_Your objective_. Among the records below, determine how many lines have the word "branch" in them; output only the number.

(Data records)

+++

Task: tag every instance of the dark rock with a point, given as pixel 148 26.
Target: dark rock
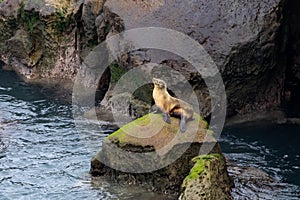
pixel 245 40
pixel 155 155
pixel 208 179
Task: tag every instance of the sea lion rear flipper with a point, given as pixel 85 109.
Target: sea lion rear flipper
pixel 166 118
pixel 183 124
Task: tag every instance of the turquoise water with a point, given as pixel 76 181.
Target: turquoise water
pixel 274 149
pixel 42 156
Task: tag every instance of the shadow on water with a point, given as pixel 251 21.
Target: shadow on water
pixel 264 160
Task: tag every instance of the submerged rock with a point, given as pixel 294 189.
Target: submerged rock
pixel 208 179
pixel 154 154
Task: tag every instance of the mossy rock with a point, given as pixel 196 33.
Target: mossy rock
pixel 151 130
pixel 152 153
pixel 208 179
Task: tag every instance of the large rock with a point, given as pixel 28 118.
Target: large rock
pixel 156 155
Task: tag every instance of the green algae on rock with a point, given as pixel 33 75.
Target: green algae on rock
pixel 208 179
pixel 154 154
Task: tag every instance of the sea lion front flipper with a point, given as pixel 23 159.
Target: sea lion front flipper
pixel 183 124
pixel 166 118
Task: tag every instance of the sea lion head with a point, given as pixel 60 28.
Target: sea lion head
pixel 159 83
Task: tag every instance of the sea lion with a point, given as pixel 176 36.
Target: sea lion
pixel 171 106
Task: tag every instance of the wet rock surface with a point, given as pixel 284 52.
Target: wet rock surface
pixel 159 162
pixel 249 42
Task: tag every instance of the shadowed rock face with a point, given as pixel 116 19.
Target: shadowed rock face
pixel 153 154
pixel 246 39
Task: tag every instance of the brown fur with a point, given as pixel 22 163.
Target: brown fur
pixel 170 105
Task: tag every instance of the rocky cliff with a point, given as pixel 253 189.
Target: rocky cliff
pixel 250 42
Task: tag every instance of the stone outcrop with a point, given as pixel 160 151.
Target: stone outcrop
pixel 246 41
pixel 38 38
pixel 155 155
pixel 208 179
pixel 249 42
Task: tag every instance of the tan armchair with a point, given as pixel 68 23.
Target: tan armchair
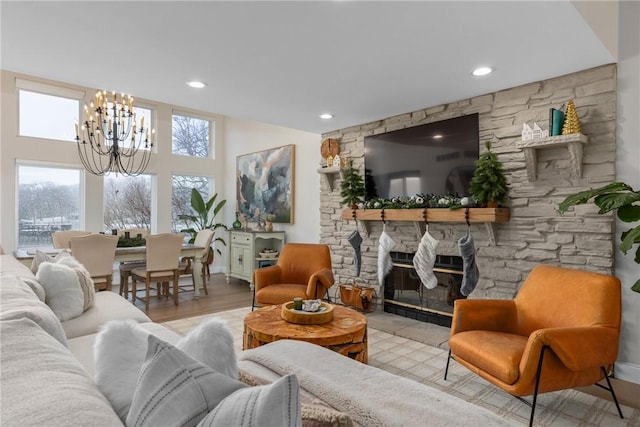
pixel 96 252
pixel 62 239
pixel 303 270
pixel 561 331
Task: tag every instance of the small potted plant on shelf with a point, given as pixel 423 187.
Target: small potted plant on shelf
pixel 352 187
pixel 489 184
pixel 205 217
pixel 620 196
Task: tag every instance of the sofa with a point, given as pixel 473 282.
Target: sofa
pixel 47 370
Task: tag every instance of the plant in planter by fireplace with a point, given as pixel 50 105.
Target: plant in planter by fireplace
pixel 489 185
pixel 620 196
pixel 205 217
pixel 352 187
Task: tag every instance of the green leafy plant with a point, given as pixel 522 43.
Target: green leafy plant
pixel 352 187
pixel 489 183
pixel 616 195
pixel 204 218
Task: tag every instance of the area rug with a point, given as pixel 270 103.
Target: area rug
pixel 424 363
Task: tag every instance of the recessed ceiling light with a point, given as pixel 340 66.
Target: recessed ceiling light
pixel 482 71
pixel 196 84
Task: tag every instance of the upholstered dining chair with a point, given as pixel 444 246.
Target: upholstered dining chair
pixel 96 252
pixel 303 270
pixel 204 239
pixel 62 239
pixel 560 331
pixel 162 259
pixel 126 267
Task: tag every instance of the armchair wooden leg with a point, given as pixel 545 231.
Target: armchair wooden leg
pixel 610 389
pixel 446 369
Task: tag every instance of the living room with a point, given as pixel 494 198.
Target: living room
pixel 236 136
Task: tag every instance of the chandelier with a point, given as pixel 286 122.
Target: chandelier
pixel 109 140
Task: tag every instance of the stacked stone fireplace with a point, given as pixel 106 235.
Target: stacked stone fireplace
pixel 405 294
pixel 536 233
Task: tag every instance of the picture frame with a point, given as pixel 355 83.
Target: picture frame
pixel 264 184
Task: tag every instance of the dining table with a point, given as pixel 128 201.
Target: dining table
pixel 137 253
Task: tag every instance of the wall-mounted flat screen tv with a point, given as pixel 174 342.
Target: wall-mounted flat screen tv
pixel 434 158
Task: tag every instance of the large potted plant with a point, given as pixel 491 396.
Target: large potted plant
pixel 204 218
pixel 489 185
pixel 623 198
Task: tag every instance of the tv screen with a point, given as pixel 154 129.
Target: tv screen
pixel 435 158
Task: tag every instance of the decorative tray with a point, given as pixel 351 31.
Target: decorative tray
pixel 273 254
pixel 323 315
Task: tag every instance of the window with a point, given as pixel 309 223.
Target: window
pixel 47 116
pixel 127 202
pixel 48 200
pixel 181 186
pixel 191 136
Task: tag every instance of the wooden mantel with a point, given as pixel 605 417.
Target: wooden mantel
pixel 419 216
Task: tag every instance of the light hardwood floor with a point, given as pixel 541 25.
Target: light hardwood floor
pixel 222 296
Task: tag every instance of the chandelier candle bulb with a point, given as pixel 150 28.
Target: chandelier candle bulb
pixel 103 141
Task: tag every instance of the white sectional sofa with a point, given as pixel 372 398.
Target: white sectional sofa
pixel 46 376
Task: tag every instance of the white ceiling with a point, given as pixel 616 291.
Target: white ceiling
pixel 286 62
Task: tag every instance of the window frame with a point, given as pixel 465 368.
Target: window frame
pixel 48 165
pixel 212 132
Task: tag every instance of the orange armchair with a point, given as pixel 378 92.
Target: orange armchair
pixel 560 331
pixel 303 270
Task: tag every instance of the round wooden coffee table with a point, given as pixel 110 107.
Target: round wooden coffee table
pixel 345 334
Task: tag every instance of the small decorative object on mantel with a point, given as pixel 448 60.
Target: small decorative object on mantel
pixel 352 187
pixel 489 185
pixel 330 148
pixel 337 162
pixel 571 121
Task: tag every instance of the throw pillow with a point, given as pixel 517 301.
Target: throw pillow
pixel 276 404
pixel 175 389
pixel 64 295
pixel 118 354
pixel 39 257
pixel 211 343
pixel 315 413
pixel 120 349
pixel 86 286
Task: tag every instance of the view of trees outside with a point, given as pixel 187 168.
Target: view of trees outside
pixel 181 186
pixel 127 202
pixel 48 200
pixel 191 136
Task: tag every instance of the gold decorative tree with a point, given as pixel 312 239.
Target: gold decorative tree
pixel 571 121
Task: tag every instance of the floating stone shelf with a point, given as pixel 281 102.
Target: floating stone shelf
pixel 573 142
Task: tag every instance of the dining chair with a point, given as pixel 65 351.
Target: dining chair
pixel 204 239
pixel 126 266
pixel 162 262
pixel 96 252
pixel 61 239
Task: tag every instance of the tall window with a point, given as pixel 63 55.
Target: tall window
pixel 47 116
pixel 191 136
pixel 181 186
pixel 127 202
pixel 48 200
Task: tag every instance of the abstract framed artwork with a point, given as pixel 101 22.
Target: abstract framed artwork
pixel 264 184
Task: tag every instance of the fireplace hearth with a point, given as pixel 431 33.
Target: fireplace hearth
pixel 405 295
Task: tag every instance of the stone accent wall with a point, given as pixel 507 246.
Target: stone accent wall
pixel 536 233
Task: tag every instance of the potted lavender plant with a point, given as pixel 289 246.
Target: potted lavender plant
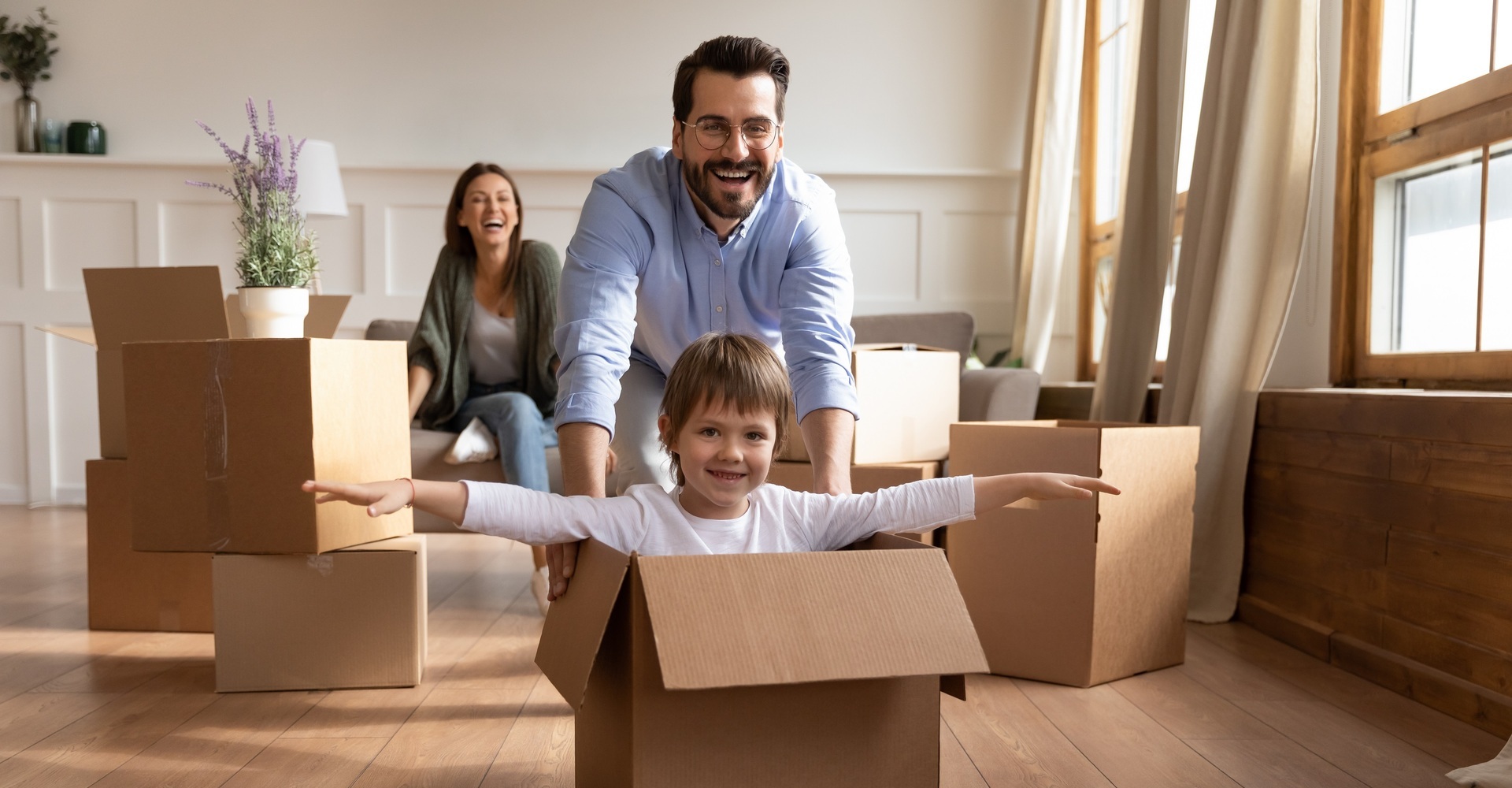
pixel 277 258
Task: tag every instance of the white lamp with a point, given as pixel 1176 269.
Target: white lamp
pixel 321 192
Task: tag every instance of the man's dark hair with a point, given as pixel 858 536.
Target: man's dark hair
pixel 738 56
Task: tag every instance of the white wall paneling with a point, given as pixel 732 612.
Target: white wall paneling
pixel 920 243
pixel 9 243
pixel 13 414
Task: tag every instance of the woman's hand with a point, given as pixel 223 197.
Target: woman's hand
pixel 1060 486
pixel 380 496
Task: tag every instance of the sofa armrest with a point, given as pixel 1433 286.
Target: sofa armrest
pixel 999 395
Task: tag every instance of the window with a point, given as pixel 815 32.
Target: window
pixel 1423 251
pixel 1104 112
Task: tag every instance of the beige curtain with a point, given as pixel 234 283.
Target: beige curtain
pixel 1050 184
pixel 1242 240
pixel 1147 212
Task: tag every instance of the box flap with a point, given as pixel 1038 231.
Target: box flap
pixel 756 619
pixel 321 322
pixel 869 347
pixel 77 333
pixel 576 620
pixel 146 304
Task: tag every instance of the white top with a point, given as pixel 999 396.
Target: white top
pixel 650 521
pixel 493 347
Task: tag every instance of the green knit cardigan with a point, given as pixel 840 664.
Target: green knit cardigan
pixel 440 337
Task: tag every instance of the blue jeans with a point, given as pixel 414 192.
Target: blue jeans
pixel 524 433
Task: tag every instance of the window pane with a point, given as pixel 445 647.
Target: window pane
pixel 1431 46
pixel 1495 309
pixel 1163 342
pixel 1503 54
pixel 1112 14
pixel 1426 259
pixel 1110 121
pixel 1101 301
pixel 1199 38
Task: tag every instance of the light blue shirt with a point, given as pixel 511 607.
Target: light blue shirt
pixel 644 277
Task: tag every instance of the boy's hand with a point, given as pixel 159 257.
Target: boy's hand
pixel 1060 486
pixel 378 496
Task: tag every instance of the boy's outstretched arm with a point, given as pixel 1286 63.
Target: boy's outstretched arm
pixel 997 492
pixel 440 498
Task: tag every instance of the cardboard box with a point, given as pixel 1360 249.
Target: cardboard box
pixel 144 304
pixel 224 431
pixel 345 619
pixel 864 480
pixel 138 590
pixel 907 395
pixel 1080 592
pixel 810 669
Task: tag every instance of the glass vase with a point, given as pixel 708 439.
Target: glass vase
pixel 28 125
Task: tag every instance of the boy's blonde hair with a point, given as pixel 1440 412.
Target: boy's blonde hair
pixel 729 370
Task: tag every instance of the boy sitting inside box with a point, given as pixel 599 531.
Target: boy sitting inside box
pixel 721 424
pixel 688 667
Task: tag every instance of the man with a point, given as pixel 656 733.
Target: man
pixel 718 233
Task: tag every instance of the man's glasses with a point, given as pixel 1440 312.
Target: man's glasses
pixel 714 133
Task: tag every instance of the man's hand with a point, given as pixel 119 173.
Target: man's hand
pixel 586 457
pixel 995 492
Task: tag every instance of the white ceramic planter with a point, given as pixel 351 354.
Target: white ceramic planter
pixel 274 312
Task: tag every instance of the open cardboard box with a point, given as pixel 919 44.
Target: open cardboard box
pixel 138 590
pixel 907 396
pixel 224 431
pixel 345 619
pixel 143 304
pixel 813 669
pixel 1080 592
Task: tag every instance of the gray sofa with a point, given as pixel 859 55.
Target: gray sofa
pixel 984 394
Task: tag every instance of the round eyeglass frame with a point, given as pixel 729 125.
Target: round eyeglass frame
pixel 776 131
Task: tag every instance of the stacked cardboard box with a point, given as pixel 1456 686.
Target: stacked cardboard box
pixel 1080 592
pixel 133 590
pixel 762 669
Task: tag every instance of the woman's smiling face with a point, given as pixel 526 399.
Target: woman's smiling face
pixel 489 210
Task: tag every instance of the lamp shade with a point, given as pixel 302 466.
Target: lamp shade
pixel 321 189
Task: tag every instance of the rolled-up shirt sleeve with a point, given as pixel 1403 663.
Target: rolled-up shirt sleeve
pixel 596 307
pixel 815 303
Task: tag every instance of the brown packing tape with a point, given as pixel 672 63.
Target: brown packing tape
pixel 217 513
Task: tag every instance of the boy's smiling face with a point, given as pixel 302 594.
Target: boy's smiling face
pixel 724 454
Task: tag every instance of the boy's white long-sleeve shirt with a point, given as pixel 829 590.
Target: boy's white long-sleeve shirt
pixel 650 521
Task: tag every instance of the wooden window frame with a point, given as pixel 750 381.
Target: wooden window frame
pixel 1373 144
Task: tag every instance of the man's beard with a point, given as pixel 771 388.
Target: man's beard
pixel 724 205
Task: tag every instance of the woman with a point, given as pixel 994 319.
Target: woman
pixel 483 347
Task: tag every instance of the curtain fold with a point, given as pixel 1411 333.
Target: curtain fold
pixel 1242 241
pixel 1048 187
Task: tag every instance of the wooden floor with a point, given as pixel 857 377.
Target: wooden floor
pixel 138 708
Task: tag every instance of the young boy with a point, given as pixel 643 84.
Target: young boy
pixel 721 424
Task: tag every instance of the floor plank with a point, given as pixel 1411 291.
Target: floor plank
pixel 1130 748
pixel 138 708
pixel 451 740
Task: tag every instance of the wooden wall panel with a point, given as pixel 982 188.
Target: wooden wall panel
pixel 1385 521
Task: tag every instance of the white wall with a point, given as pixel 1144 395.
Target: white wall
pixel 915 117
pixel 557 85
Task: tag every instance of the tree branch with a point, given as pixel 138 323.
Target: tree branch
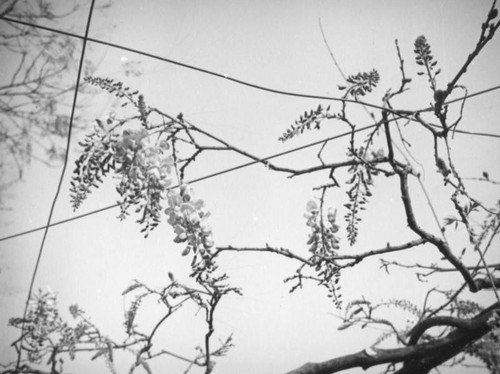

+++

_Final answer_. 2